* _Entries_:
============
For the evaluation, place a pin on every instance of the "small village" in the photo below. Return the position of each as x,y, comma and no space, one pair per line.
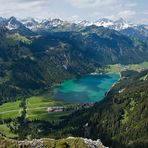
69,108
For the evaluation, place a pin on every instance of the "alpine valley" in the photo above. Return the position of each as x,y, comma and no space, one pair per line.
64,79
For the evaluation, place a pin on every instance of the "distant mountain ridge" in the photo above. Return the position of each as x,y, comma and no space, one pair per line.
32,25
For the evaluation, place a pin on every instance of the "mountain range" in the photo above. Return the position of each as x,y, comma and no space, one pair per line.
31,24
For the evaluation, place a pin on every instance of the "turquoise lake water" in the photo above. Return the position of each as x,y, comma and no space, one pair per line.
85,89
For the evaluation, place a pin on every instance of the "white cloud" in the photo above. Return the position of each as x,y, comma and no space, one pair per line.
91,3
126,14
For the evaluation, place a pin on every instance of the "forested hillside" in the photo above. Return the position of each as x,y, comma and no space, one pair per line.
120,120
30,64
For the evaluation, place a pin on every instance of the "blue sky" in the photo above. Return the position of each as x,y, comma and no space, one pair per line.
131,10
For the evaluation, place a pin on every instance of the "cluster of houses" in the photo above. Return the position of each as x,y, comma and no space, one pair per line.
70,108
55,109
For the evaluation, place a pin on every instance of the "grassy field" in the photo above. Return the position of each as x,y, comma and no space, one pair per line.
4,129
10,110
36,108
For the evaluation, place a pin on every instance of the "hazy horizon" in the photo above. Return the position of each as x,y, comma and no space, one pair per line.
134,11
============
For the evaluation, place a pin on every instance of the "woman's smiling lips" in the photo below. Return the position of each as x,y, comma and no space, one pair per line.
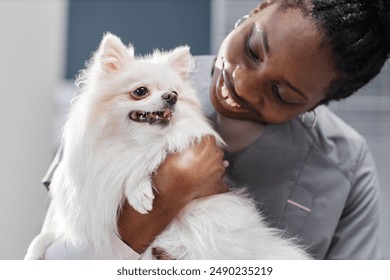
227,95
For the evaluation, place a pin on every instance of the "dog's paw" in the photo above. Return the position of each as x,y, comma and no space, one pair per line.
============
* _Task to complete_:
Count the lines in the material above that contain the string "below", treating uppercase and lowercase as different. Give only the number.

* _Result_:
2